### What you will do
Pick out every line of the rows below that contains the string "bark", treating uppercase and lowercase as different, and copy each of those lines.

### Records to process
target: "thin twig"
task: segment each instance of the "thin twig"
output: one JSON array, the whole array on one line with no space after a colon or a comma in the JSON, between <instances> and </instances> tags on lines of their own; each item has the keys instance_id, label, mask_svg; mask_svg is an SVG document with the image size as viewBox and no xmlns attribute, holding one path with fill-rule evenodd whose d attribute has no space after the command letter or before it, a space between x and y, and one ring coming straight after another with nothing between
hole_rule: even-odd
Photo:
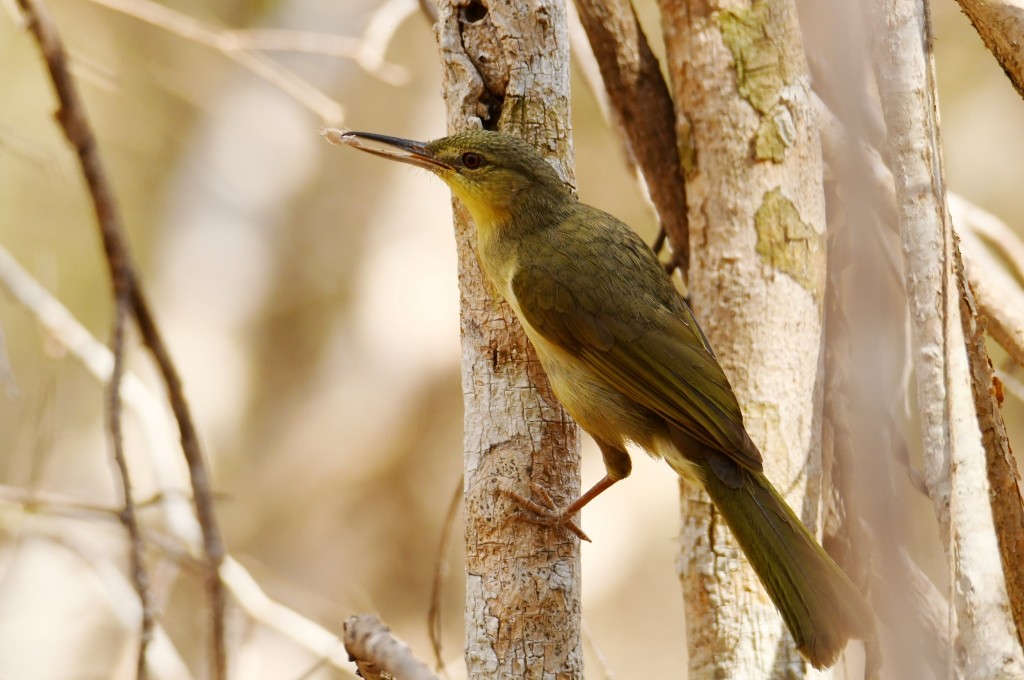
<instances>
[{"instance_id":1,"label":"thin twig","mask_svg":"<svg viewBox=\"0 0 1024 680\"><path fill-rule=\"evenodd\" d=\"M437 0L419 0L420 9L423 11L423 15L431 24L437 23Z\"/></svg>"},{"instance_id":2,"label":"thin twig","mask_svg":"<svg viewBox=\"0 0 1024 680\"><path fill-rule=\"evenodd\" d=\"M377 617L362 614L345 620L345 649L368 680L383 677L437 680L437 676L406 643L396 640Z\"/></svg>"},{"instance_id":3,"label":"thin twig","mask_svg":"<svg viewBox=\"0 0 1024 680\"><path fill-rule=\"evenodd\" d=\"M444 524L441 526L441 540L437 544L437 562L434 564L434 584L430 589L430 608L427 610L427 633L430 646L434 650L434 665L438 673L444 672L444 662L441 658L441 592L444 588L444 578L447 576L447 550L452 542L452 529L455 527L455 517L462 505L465 478L460 475L459 483L449 501L449 509L444 514Z\"/></svg>"},{"instance_id":4,"label":"thin twig","mask_svg":"<svg viewBox=\"0 0 1024 680\"><path fill-rule=\"evenodd\" d=\"M1020 0L956 0L1002 73L1024 97L1024 7Z\"/></svg>"},{"instance_id":5,"label":"thin twig","mask_svg":"<svg viewBox=\"0 0 1024 680\"><path fill-rule=\"evenodd\" d=\"M672 243L673 261L682 267L685 281L690 253L686 186L675 109L657 58L629 0L577 0L575 7L618 129L640 168Z\"/></svg>"},{"instance_id":6,"label":"thin twig","mask_svg":"<svg viewBox=\"0 0 1024 680\"><path fill-rule=\"evenodd\" d=\"M151 0L92 1L220 51L224 56L267 81L325 121L340 123L344 119L341 104L276 61L262 54L254 54L243 49L230 31L208 27L193 16Z\"/></svg>"},{"instance_id":7,"label":"thin twig","mask_svg":"<svg viewBox=\"0 0 1024 680\"><path fill-rule=\"evenodd\" d=\"M112 265L112 275L123 273L114 271ZM150 572L145 566L145 548L142 545L142 536L138 527L138 516L135 513L135 500L132 497L131 474L128 471L128 461L125 460L124 433L121 429L121 379L125 370L125 326L128 321L129 300L128 295L131 286L130 281L124 279L116 280L115 307L114 307L114 339L111 342L111 352L114 354L114 370L111 372L111 380L106 387L106 427L111 435L111 444L114 449L114 462L117 466L120 477L121 488L124 493L124 509L118 513L121 523L128 532L129 559L132 585L138 593L138 601L142 610L142 622L139 631L138 658L135 665L135 677L144 680L145 672L145 650L153 639L154 612L153 593L150 592Z\"/></svg>"},{"instance_id":8,"label":"thin twig","mask_svg":"<svg viewBox=\"0 0 1024 680\"><path fill-rule=\"evenodd\" d=\"M985 323L964 273L964 260L953 243L953 274L959 289L961 318L967 339L971 387L974 392L978 425L985 448L989 502L995 537L999 544L1002 576L1007 584L1010 612L1017 629L1017 640L1024 645L1024 487L1017 462L1010 449L1010 437L995 393L992 363L985 349Z\"/></svg>"},{"instance_id":9,"label":"thin twig","mask_svg":"<svg viewBox=\"0 0 1024 680\"><path fill-rule=\"evenodd\" d=\"M50 334L51 339L67 349L71 357L77 360L88 375L100 383L110 380L114 366L110 350L93 338L58 300L33 280L2 248L0 248L0 285L33 314L40 326ZM203 573L205 572L203 562L193 557L200 551L199 524L191 512L180 511L178 493L169 478L169 468L173 466L169 464L170 461L162 460L169 458L167 447L164 445L169 435L165 433L167 428L163 424L163 418L160 417L162 414L156 413L156 399L138 377L131 373L125 375L121 389L125 406L131 408L142 421L142 434L148 442L144 450L153 459L155 474L158 482L162 484L162 491L158 496L136 503L136 508L159 503L164 513L164 522L173 537L172 541L165 539L162 534L146 532L146 541L158 546L175 562L191 571ZM116 521L120 512L117 508L86 503L60 494L43 491L27 492L4 485L0 485L0 502L20 504L27 512L47 510L71 517L100 516L112 521ZM267 597L246 568L230 555L225 555L220 576L233 601L255 621L325 660L332 668L342 672L348 670L348 661L341 652L343 645L337 636ZM153 652L151 661L152 658Z\"/></svg>"},{"instance_id":10,"label":"thin twig","mask_svg":"<svg viewBox=\"0 0 1024 680\"><path fill-rule=\"evenodd\" d=\"M156 322L145 302L141 285L135 275L135 267L124 237L124 228L113 187L99 158L96 138L86 117L85 108L82 104L74 78L68 70L65 50L56 28L41 0L18 0L18 2L29 17L29 29L39 43L56 91L59 102L57 121L60 123L68 140L77 152L82 174L89 188L89 196L92 200L116 292L119 296L125 295L126 301L130 302L142 336L142 342L148 347L160 369L167 385L171 408L178 421L181 447L188 463L193 499L203 529L203 543L207 558L207 590L211 604L210 613L213 629L211 660L213 677L217 680L224 680L227 677L224 645L224 591L218 575L223 559L223 545L213 513L210 483L199 439L196 436L196 429L177 371L164 346Z\"/></svg>"},{"instance_id":11,"label":"thin twig","mask_svg":"<svg viewBox=\"0 0 1024 680\"><path fill-rule=\"evenodd\" d=\"M224 639L226 598L224 597L224 585L219 576L220 566L224 559L224 545L220 538L220 530L217 527L217 517L213 510L213 492L210 487L210 478L206 470L206 463L203 460L203 452L200 448L199 436L196 433L196 426L193 423L188 402L185 400L181 379L178 377L177 369L175 369L170 353L164 345L163 337L160 335L156 321L153 318L142 290L137 283L132 287L132 310L135 313L135 322L138 324L139 332L142 336L142 343L148 347L154 360L160 369L161 377L167 386L167 397L171 403L171 411L174 412L174 418L178 422L178 431L181 436L181 451L184 453L185 462L188 464L188 477L191 481L196 516L199 519L200 526L203 528L203 549L207 560L206 588L210 598L210 624L213 629L214 677L217 680L226 680L227 650Z\"/></svg>"}]
</instances>

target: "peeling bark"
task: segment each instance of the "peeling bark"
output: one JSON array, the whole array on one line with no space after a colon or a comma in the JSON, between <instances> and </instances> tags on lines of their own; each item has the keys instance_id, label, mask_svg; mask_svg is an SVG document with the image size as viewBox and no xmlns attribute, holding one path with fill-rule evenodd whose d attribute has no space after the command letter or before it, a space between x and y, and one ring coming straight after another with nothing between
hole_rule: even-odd
<instances>
[{"instance_id":1,"label":"peeling bark","mask_svg":"<svg viewBox=\"0 0 1024 680\"><path fill-rule=\"evenodd\" d=\"M686 173L693 309L768 477L820 513L824 194L796 12L662 0ZM707 496L683 491L690 677L803 676L781 619Z\"/></svg>"},{"instance_id":2,"label":"peeling bark","mask_svg":"<svg viewBox=\"0 0 1024 680\"><path fill-rule=\"evenodd\" d=\"M500 129L572 181L568 37L560 0L443 0L437 41L449 132ZM465 399L466 664L471 678L583 677L580 545L523 520L500 486L580 495L580 437L511 308L490 294L455 205Z\"/></svg>"}]
</instances>

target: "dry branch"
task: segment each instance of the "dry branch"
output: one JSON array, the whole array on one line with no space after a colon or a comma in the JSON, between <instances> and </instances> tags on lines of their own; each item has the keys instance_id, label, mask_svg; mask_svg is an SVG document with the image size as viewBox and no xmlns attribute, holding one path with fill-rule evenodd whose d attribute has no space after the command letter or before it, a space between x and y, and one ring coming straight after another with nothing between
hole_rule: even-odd
<instances>
[{"instance_id":1,"label":"dry branch","mask_svg":"<svg viewBox=\"0 0 1024 680\"><path fill-rule=\"evenodd\" d=\"M821 509L825 215L796 7L658 4L686 173L693 311L766 475L813 532ZM687 487L682 497L690 677L802 676L804 661L707 495Z\"/></svg>"},{"instance_id":2,"label":"dry branch","mask_svg":"<svg viewBox=\"0 0 1024 680\"><path fill-rule=\"evenodd\" d=\"M957 0L1007 78L1024 97L1024 2Z\"/></svg>"},{"instance_id":3,"label":"dry branch","mask_svg":"<svg viewBox=\"0 0 1024 680\"><path fill-rule=\"evenodd\" d=\"M872 66L894 173L910 304L926 483L949 560L959 627L950 658L967 677L1024 677L1012 633L946 208L927 7L866 3ZM970 320L968 320L970 321Z\"/></svg>"},{"instance_id":4,"label":"dry branch","mask_svg":"<svg viewBox=\"0 0 1024 680\"><path fill-rule=\"evenodd\" d=\"M32 279L29 272L2 248L0 248L0 285L40 323L53 341L66 348L70 355L85 368L94 380L99 383L110 381L114 366L110 350L93 338L60 302ZM142 435L147 444L143 450L150 456L160 487L159 506L164 513L165 524L175 541L173 546L165 545L164 548L180 553L179 546L183 546L184 555L178 555L182 558L199 554L202 552L201 528L196 516L187 511L184 499L176 487L173 461L169 460L173 455L169 445L173 432L164 422L165 414L161 413L159 408L161 405L142 381L131 373L125 374L121 383L121 393L125 406L141 421ZM3 486L0 486L0 500L18 503L26 508L46 508L54 513L61 512L72 516L98 514L110 517L117 516L120 512L114 508L84 503L62 495L43 492L30 494ZM154 538L153 535L147 537L148 540ZM202 570L202 564L198 566ZM337 636L267 597L245 567L230 555L224 556L220 577L234 602L255 621L292 640L317 658L323 658L332 668L339 671L348 670L347 658L341 651L343 645ZM125 621L137 621L137 618L133 620L131 617L126 617L123 610L119 610L118 614ZM160 644L169 644L166 635L159 627L155 640Z\"/></svg>"},{"instance_id":5,"label":"dry branch","mask_svg":"<svg viewBox=\"0 0 1024 680\"><path fill-rule=\"evenodd\" d=\"M618 129L628 141L672 244L674 261L689 269L686 187L676 137L676 114L657 58L630 0L575 0L577 10Z\"/></svg>"},{"instance_id":6,"label":"dry branch","mask_svg":"<svg viewBox=\"0 0 1024 680\"><path fill-rule=\"evenodd\" d=\"M955 242L954 242L955 243ZM954 246L955 248L955 246ZM992 521L999 545L1002 576L1006 580L1010 611L1017 628L1017 641L1024 645L1024 493L1017 462L1010 450L1000 399L996 396L992 364L985 349L985 320L978 313L971 286L964 273L964 263L953 252L953 273L959 291L961 315L971 367L978 425L985 449L988 495ZM1019 651L1019 650L1018 650ZM1024 675L1019 666L1018 675Z\"/></svg>"},{"instance_id":7,"label":"dry branch","mask_svg":"<svg viewBox=\"0 0 1024 680\"><path fill-rule=\"evenodd\" d=\"M362 614L345 620L345 648L367 680L437 680L377 617Z\"/></svg>"},{"instance_id":8,"label":"dry branch","mask_svg":"<svg viewBox=\"0 0 1024 680\"><path fill-rule=\"evenodd\" d=\"M480 126L535 144L572 183L566 12L561 0L438 3L449 132ZM455 206L465 403L466 664L469 677L583 677L580 544L523 521L496 493L532 484L580 496L579 430L515 314L484 283Z\"/></svg>"},{"instance_id":9,"label":"dry branch","mask_svg":"<svg viewBox=\"0 0 1024 680\"><path fill-rule=\"evenodd\" d=\"M979 222L990 223L996 218L955 196L949 197L949 209L961 238L964 270L978 310L988 320L985 330L1024 367L1024 291L977 236ZM1002 228L1009 230L1006 225Z\"/></svg>"},{"instance_id":10,"label":"dry branch","mask_svg":"<svg viewBox=\"0 0 1024 680\"><path fill-rule=\"evenodd\" d=\"M340 123L344 118L344 111L337 101L276 61L244 49L245 38L239 40L231 31L208 27L193 16L152 2L152 0L92 1L220 51L239 66L266 80L315 113L326 122Z\"/></svg>"},{"instance_id":11,"label":"dry branch","mask_svg":"<svg viewBox=\"0 0 1024 680\"><path fill-rule=\"evenodd\" d=\"M156 322L153 318L148 304L145 302L141 285L135 273L135 266L124 236L114 189L99 158L99 148L92 128L89 125L85 108L79 96L75 81L68 70L63 46L56 33L56 27L50 19L45 5L40 0L18 1L29 17L29 29L39 44L56 91L59 104L56 114L57 121L63 129L68 141L77 153L82 174L89 188L89 198L92 201L97 226L99 227L100 237L103 242L103 251L114 284L116 301L119 303L119 307L130 305L142 336L142 341L150 348L167 385L171 408L178 421L181 447L191 476L194 503L200 525L203 528L204 549L207 558L206 581L211 604L211 627L213 631L211 664L214 669L214 677L221 680L227 677L227 662L224 648L225 603L223 586L218 576L218 568L223 558L223 545L217 528L216 517L213 513L213 500L203 455L199 447L199 439L196 435L195 426L191 422L191 416L188 412L177 371L164 346L163 338L157 329ZM119 358L116 354L115 366ZM117 378L118 371L115 369L112 375ZM112 406L119 408L119 399L120 394L115 387L112 390ZM117 436L115 436L115 440L117 440ZM129 488L126 487L126 497L129 496ZM126 523L128 521L126 519ZM137 570L137 564L133 565L133 572ZM140 591L140 597L142 597L144 618L148 613L148 603L144 592ZM146 628L152 628L152 623L147 627L143 626L143 632ZM146 643L147 637L147 635L143 635L143 645Z\"/></svg>"}]
</instances>

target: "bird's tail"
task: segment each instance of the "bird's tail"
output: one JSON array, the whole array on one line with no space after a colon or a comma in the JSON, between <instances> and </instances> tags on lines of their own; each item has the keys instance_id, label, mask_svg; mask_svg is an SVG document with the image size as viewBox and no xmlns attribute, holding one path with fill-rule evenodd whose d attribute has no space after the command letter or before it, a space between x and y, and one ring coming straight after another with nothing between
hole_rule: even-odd
<instances>
[{"instance_id":1,"label":"bird's tail","mask_svg":"<svg viewBox=\"0 0 1024 680\"><path fill-rule=\"evenodd\" d=\"M762 473L743 470L736 488L706 473L708 495L812 666L835 664L850 638L873 637L867 602Z\"/></svg>"}]
</instances>

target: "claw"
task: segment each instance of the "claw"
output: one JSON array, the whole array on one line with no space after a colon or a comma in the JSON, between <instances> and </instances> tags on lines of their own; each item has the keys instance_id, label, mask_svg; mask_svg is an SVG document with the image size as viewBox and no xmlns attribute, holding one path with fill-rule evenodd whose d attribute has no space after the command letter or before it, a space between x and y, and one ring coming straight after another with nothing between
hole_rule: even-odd
<instances>
[{"instance_id":1,"label":"claw","mask_svg":"<svg viewBox=\"0 0 1024 680\"><path fill-rule=\"evenodd\" d=\"M541 505L537 501L531 501L511 488L499 487L498 491L511 498L526 510L529 510L534 514L534 516L529 518L529 521L535 524L542 524L544 526L564 526L568 530L572 532L572 534L574 534L581 541L591 543L590 537L587 536L575 523L575 521L572 520L572 516L566 513L567 508L559 508L555 505L555 502L551 500L551 496L543 486L530 484L530 487L534 490L535 494L541 497L545 505Z\"/></svg>"}]
</instances>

### Exercise output
target: "peeling bark"
task: segment each instance of the "peeling bark"
[{"instance_id":1,"label":"peeling bark","mask_svg":"<svg viewBox=\"0 0 1024 680\"><path fill-rule=\"evenodd\" d=\"M686 173L693 309L768 477L820 513L824 194L796 12L662 0ZM707 496L683 491L690 677L803 676L781 619Z\"/></svg>"},{"instance_id":2,"label":"peeling bark","mask_svg":"<svg viewBox=\"0 0 1024 680\"><path fill-rule=\"evenodd\" d=\"M500 129L572 181L568 37L560 0L443 0L437 41L449 132ZM465 399L466 664L471 678L583 677L580 545L523 520L500 486L580 495L580 437L511 308L490 294L455 205Z\"/></svg>"}]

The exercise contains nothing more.